● **Problem**
Can you put the entries below into a two-column CSV with the headers "note" and "points", one row per entry? Give the note text and its coordinates each as a single quoted field, with any line breaks turned into spaces.

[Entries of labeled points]
──────────
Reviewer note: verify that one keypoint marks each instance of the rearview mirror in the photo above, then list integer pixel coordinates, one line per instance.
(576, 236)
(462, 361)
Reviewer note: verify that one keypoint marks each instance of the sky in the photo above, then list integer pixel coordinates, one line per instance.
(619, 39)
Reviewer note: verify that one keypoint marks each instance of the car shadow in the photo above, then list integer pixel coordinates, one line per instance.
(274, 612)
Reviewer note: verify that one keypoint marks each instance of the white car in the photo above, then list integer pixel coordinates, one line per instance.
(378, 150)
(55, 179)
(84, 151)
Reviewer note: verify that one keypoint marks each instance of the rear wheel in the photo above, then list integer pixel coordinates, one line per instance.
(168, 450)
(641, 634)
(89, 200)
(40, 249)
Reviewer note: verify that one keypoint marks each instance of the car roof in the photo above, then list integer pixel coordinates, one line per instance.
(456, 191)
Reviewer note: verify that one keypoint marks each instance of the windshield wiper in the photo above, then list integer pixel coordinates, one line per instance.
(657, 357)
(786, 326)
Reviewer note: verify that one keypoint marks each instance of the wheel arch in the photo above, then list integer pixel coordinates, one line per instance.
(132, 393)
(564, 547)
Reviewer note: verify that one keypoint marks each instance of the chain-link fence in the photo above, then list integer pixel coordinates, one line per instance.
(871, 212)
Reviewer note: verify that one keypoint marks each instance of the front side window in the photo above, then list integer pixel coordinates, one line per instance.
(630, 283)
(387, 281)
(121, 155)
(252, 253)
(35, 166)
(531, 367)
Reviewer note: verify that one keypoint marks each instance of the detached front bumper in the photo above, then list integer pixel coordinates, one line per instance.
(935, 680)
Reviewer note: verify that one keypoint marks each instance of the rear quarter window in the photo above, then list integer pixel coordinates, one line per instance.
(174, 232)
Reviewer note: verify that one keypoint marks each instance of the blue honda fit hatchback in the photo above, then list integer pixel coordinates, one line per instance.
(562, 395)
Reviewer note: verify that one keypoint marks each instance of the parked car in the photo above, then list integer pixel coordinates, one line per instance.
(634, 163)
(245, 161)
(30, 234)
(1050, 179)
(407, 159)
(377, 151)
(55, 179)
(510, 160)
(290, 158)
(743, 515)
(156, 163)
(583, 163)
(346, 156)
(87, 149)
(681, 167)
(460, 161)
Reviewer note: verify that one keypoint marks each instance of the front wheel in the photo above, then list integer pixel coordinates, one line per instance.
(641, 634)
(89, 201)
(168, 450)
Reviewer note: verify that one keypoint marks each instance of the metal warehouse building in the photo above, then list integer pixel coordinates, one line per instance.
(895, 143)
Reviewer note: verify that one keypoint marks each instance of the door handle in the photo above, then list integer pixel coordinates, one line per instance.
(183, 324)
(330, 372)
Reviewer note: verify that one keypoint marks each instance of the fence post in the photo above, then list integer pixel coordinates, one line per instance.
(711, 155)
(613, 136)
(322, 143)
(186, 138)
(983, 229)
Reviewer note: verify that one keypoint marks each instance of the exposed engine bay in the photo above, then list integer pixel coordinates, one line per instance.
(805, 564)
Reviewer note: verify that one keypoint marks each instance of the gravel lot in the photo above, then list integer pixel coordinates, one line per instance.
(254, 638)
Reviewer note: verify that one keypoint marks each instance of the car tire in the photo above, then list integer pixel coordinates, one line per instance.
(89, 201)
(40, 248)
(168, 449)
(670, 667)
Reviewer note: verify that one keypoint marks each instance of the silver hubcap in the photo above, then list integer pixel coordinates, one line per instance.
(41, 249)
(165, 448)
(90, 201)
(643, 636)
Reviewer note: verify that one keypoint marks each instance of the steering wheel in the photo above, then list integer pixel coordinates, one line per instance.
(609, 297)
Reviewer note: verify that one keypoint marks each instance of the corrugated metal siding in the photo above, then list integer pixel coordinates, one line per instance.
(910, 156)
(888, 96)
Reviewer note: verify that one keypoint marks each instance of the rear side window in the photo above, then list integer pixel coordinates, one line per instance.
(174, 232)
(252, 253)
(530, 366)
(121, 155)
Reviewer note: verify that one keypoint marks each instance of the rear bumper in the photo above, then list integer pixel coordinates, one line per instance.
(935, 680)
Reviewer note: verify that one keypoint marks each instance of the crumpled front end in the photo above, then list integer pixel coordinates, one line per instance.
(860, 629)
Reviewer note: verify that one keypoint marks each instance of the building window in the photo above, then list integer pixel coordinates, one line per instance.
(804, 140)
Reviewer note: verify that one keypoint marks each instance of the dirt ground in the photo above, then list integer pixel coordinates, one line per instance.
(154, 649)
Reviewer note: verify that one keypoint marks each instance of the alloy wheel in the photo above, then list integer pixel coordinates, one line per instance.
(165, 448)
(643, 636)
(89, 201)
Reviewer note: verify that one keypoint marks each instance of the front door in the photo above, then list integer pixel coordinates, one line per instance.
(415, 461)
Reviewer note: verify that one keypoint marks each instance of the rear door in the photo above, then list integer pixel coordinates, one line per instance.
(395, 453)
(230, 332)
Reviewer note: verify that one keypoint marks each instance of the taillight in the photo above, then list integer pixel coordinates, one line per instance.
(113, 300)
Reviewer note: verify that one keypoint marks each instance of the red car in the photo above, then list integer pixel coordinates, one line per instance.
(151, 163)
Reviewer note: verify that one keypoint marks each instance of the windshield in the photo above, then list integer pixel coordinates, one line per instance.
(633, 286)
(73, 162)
──────────
● **Solution to this problem**
note,points
"Reviewer note: verify that one keypoint marks each instance of the rearview mirror in the photo above, then list integer pixel coordinates, one line per instance.","(576, 236) (462, 361)"
"Reviewer note: verify that one keypoint marks each instance of the sky in the photo above, then list integer pixel coordinates, one line per instance.","(619, 39)"
"Reviewer note: verify that one keypoint marks each instance of the car shadow in the photo above, then list integer pixel coordinates, one line per instance.","(274, 612)"
"Reviewer note: verify that one keypoint marks each instance of the white car in the photo above, then list integer pixel coordinates, one line per instance.","(378, 150) (55, 179) (84, 151)"
"Reviewer note: verify that one keypoint marks each instance of the rear wheel in the photo above, then list integer pixel coordinates, one line per instance.","(168, 450) (641, 634) (89, 200) (40, 249)"
"Reviewer note: verify that one keypoint marks each instance of the car roof in the photo above, then list integer pixel coordinates, one line per instance.","(456, 191)"
"Reviewer note: verify that one keypoint marks each instance of the windshield wiper in the photo above, then list integer pixel coordinates, one line per instance.","(657, 357) (786, 326)"
"Reviewer note: verify that one keypoint marks each instance of the wheel arch in the photo above, then list integer pixel coordinates, one line per instance.","(132, 393) (564, 547)"
"Reviewer note: verify that one keypoint marks each instance of the chain-link fence in the photo above, then list integer pixel coordinates, one line per instance.","(871, 212)"
"Reviewer note: verify that one keypoint marks each instance of the front side window in the photo above, then list integer pixel coordinates, one line per instance.","(630, 283) (387, 281) (121, 155) (252, 253) (35, 166) (531, 367)"
"Reviewer note: verify that one keypoint marks each instance of the detached front bumper in the photo above, then list integer pixel coordinates, one line per instance.","(935, 680)"
"Reviewer note: verify that one keypoint marks each instance of the rear quarter window in the photo above, then list integer pixel coordinates, one line per instance.","(174, 232)"
"Reviewer note: verify that one keypoint marks each instance of the blue honda fit hatchback in the photo above, then list integer pixel coordinates, one line per instance.","(562, 395)"
"Reviewer note: verify that one keypoint marks each instance of the parked car in the photo above, then list integer pixel coordinates, one line per instance.","(634, 163) (245, 161) (30, 234) (1050, 179) (407, 159) (377, 151) (55, 179) (510, 160) (290, 158) (743, 515) (156, 163) (583, 163) (346, 156) (87, 149) (681, 167) (460, 161)"
"Reviewer note: verify that one keypoint marks each instance of the front wheel in the photo above, then list integer pixel coordinates, one line per instance.","(641, 634) (89, 201) (168, 450)"
"Reviewer note: verify that one keypoint marks each instance of the metal warehouse building in the photo above, then list integer pixel coordinates, one line per instance.","(895, 143)"
"Reviewer note: verify that one keypoint marks each instance of the door handle in the photo above, then list integer pixel coordinates, one line per instance.","(183, 324) (330, 372)"
"Reviewer note: verify that one keypoint marks each instance of the fence post in the photo above, then list integer pixel coordinates, one line per instance.","(711, 155) (613, 136) (322, 143) (186, 138) (983, 229)"
"Reviewer note: verify that one keypoint marks each instance of the exposed engine bay in the photo above, then list integer pixel coordinates, one line per instance.","(805, 564)"
"Reviewer note: verify that one keypoint marks each instance of the gravel lot in the photo above, then list integer pixel coordinates, one line per instance.","(254, 638)"
"Reviewer note: verify that one keypoint marks each instance of the car tire in the photo above, then list integer pixel coordinates, one line per instance.","(89, 201) (40, 248) (168, 449) (670, 667)"
"Reviewer note: verify that one keypoint marks each instance of the silver hubcap in the photo above, then list integer pixel coordinates, one line per instance.","(41, 249) (165, 448) (90, 201) (643, 636)"
"Reviewer note: verify that one keypoint marks each instance of the steering wheel in the photo above, then list integer pixel coordinates, one line per instance.","(609, 297)"
"Reviewer note: verify that one keypoint marks each instance of the corrugated metal siding in the photo above, then list integer pixel coordinates, one line per instance.","(910, 156) (888, 96)"
"Reviewer note: verify that one keypoint marks each instance of the rear side window in the photo above, then list integer pixel coordinates, one line per instance.","(174, 232) (252, 253) (530, 366) (121, 155)"
"Reviewer note: verify that one keypoint marks each instance of the rear bumper in the photo above, then list integer pixel coordinates, one line per instance.","(935, 680)"
"Reviewer note: verify that one keypoint marks each instance of the crumpled front end in the photo above, then list integer pixel coordinates, one line per instance.","(860, 629)"
"Reviewer note: verify that one keypoint marks each instance of the building window in the photo above, then list integer pixel coordinates, one line per instance.","(804, 140)"
"Reviewer note: verify that one keypoint marks each instance of the dirt ground in the photo above, then list integer pixel coordinates, one line per instance.","(154, 649)"
"Reviewer note: verify that one keypoint marks each instance of the alloy wheel in the photo above, then list integer pixel coordinates, one line per instance.","(165, 448) (643, 636) (89, 201)"
"Reviewer note: verify that one keypoint marks each instance of the front door in the photo above, then list integer pixel coordinates, one line per instance.","(415, 461)"
"Reviewer note: verify that one keypoint marks each instance of the rear door in the photo above, then list integer pixel coordinates, one line per instance.","(395, 453) (230, 332)"
"Reviewer note: verify that one keypoint marks each instance of the taillight in the photo above, then list integer pixel coordinates, one line per instance.","(113, 300)"
"Reviewer note: verify that one keypoint marks each instance of the red car in the photo above, then list integer pixel coordinates, one line per instance.","(151, 163)"
"Reviewer note: verify that one keypoint marks each instance of the windshield in the photo above, then list integer pixel coordinates, one line per instance.","(633, 286) (73, 162)"